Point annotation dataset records
==========

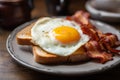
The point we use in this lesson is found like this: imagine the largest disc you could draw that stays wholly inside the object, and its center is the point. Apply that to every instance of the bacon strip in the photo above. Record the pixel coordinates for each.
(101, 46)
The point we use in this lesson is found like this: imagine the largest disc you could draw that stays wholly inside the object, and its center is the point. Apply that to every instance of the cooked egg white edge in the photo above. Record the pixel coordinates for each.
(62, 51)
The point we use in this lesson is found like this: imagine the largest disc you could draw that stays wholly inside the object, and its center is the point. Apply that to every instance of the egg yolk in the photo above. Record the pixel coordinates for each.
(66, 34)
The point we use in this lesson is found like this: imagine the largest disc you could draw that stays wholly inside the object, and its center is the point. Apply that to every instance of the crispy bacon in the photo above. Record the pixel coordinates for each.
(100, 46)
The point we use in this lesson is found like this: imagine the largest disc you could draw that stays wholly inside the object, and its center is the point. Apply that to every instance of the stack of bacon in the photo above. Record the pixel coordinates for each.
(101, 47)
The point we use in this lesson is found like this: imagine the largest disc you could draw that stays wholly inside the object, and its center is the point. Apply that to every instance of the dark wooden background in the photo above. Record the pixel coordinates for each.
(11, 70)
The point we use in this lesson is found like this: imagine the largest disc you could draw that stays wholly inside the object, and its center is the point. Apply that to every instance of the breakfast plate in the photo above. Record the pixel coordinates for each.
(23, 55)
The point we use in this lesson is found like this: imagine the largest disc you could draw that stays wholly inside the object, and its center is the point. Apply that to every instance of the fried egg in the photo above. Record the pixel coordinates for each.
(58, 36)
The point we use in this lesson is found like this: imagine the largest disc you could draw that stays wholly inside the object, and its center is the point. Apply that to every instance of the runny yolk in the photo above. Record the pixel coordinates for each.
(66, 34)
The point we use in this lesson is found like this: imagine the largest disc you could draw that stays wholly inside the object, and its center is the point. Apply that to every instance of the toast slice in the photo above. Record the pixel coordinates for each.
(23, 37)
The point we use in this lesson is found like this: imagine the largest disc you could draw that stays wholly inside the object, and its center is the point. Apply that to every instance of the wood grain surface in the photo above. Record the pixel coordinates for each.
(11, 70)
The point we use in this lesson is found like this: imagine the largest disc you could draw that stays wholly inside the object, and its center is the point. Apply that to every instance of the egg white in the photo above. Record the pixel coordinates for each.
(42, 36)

==========

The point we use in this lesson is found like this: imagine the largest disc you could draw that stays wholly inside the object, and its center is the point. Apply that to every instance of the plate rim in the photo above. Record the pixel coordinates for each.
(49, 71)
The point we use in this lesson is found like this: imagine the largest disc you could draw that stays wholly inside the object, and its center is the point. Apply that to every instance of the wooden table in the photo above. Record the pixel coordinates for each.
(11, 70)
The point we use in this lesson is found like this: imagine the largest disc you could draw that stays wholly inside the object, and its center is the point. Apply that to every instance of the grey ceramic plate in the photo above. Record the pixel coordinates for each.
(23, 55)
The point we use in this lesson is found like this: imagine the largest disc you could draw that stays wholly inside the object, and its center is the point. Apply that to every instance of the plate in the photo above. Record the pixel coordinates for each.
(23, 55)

==========

> **TASK DESCRIPTION**: Count the lines in the records that contain the word "yolk" and give only the number.

> **RESPONSE TO THE TASK**: 2